**Task description**: Locate the line containing "Tag the terrace", then please write out that line and all the lines below it in the entries exactly.

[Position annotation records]

- - - - - - -

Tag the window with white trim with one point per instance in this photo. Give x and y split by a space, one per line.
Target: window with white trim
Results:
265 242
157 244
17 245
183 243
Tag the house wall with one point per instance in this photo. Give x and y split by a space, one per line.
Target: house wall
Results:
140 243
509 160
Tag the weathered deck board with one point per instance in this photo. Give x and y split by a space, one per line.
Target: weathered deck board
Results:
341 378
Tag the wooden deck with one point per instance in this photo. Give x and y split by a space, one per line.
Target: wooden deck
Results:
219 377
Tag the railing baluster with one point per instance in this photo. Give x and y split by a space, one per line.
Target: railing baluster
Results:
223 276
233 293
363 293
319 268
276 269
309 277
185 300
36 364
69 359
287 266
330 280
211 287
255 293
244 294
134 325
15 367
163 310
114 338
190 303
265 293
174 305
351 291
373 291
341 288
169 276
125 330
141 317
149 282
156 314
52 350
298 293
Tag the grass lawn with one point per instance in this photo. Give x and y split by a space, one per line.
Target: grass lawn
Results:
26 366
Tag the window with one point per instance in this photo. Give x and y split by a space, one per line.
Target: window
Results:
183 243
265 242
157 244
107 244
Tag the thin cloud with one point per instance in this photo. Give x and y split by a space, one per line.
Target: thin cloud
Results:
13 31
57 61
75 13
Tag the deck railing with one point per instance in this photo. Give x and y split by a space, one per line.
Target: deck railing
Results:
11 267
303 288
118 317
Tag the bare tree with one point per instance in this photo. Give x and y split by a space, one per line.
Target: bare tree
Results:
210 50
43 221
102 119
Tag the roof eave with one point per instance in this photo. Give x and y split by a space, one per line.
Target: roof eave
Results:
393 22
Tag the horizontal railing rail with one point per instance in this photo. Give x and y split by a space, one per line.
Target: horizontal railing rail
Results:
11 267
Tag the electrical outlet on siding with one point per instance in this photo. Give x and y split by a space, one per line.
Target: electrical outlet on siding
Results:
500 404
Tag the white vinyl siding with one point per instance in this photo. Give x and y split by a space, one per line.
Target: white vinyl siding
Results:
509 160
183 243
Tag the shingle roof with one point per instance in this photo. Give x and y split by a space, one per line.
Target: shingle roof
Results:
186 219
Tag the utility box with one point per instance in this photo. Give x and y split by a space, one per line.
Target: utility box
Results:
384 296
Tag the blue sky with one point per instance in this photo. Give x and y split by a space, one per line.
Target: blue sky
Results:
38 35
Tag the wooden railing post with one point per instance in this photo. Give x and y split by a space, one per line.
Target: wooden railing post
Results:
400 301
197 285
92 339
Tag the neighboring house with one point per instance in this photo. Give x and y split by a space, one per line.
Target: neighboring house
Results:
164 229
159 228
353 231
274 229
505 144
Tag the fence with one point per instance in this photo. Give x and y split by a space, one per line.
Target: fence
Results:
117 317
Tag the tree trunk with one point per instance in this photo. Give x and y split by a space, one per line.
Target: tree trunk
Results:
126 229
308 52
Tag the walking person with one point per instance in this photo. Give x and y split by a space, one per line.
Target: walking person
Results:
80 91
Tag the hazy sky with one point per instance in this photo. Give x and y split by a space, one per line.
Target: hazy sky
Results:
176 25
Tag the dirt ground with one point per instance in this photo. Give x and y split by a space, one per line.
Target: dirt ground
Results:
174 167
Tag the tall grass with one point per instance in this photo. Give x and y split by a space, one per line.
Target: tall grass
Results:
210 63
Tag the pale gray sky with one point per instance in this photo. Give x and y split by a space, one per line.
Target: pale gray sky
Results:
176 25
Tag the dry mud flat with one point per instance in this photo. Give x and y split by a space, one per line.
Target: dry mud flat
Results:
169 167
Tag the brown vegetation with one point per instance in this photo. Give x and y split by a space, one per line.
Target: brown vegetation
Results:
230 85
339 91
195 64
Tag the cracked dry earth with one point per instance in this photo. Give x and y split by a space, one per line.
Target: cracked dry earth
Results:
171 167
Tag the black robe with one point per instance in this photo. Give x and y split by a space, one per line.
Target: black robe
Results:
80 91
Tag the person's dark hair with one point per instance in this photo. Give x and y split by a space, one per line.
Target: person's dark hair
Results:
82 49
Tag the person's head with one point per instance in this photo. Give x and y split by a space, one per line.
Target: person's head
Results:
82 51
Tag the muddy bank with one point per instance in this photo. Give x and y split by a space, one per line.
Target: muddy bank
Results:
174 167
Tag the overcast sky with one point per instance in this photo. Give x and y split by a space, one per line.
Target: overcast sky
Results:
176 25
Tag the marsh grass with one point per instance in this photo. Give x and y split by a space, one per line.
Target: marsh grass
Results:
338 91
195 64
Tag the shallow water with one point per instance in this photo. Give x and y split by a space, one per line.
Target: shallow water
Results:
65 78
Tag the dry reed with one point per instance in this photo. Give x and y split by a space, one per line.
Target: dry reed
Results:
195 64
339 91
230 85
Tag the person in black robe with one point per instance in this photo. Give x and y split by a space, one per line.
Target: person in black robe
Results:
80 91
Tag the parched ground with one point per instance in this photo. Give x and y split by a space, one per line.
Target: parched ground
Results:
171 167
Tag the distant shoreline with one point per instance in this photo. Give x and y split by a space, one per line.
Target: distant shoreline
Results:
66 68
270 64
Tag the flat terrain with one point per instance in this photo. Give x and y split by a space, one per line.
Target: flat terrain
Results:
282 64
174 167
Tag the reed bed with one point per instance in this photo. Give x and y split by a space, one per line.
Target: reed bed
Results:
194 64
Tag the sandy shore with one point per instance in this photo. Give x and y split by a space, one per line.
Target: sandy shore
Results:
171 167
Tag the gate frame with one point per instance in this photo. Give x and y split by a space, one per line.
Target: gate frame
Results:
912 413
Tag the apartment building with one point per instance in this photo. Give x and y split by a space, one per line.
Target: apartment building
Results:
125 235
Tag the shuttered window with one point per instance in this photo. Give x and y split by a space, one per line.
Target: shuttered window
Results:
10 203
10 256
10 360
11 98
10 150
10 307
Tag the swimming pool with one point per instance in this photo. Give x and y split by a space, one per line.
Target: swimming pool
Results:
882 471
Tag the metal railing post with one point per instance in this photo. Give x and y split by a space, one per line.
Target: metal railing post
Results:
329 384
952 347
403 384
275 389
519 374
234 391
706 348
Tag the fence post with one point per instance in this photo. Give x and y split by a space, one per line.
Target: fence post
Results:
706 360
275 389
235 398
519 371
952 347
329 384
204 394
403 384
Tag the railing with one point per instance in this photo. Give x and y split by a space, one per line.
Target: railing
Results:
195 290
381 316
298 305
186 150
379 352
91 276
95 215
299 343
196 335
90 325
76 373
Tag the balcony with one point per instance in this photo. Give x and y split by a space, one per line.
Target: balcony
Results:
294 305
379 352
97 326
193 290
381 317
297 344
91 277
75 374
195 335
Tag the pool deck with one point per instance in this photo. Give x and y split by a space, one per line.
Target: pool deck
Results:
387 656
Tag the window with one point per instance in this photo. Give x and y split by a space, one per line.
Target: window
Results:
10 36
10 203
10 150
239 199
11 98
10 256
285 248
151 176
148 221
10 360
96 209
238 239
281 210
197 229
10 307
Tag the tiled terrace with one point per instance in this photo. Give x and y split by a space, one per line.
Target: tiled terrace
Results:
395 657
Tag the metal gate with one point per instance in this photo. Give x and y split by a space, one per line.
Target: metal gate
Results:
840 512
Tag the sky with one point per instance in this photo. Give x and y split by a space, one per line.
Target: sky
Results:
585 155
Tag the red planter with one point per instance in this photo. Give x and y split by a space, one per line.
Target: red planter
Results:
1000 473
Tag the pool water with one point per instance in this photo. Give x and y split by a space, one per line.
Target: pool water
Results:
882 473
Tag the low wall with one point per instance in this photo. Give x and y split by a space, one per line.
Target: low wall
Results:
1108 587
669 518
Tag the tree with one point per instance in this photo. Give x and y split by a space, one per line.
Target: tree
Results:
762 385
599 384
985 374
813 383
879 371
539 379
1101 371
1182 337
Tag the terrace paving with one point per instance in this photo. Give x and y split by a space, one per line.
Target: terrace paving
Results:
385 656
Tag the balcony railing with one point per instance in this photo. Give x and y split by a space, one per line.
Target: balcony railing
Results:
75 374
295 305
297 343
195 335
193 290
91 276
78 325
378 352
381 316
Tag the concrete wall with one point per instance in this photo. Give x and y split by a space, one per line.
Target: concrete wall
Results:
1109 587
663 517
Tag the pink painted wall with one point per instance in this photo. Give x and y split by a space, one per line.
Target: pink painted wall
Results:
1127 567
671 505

- - - - - - -

**Reply to the exercise**:
Tag the terrace paving with one point per instance in this photo. Give x and y split by a space, one per line.
Target: terrace paving
Results:
385 656
Tag the balcony railing with one point per instance in this photo. Give x and y split by a space, one per line.
Target: balcony railing
Results:
75 374
295 305
297 343
195 335
193 290
91 276
78 325
378 352
381 316
Tag the concrete wall with one point per instance in this photo. Give x and y split by a space, one per line.
Target: concrete wall
Results:
1109 587
663 517
Tag the pink painted wall with one point per instance in this photo. Give x and y split by a space, one per line.
Target: pink painted wall
Results:
1127 567
671 505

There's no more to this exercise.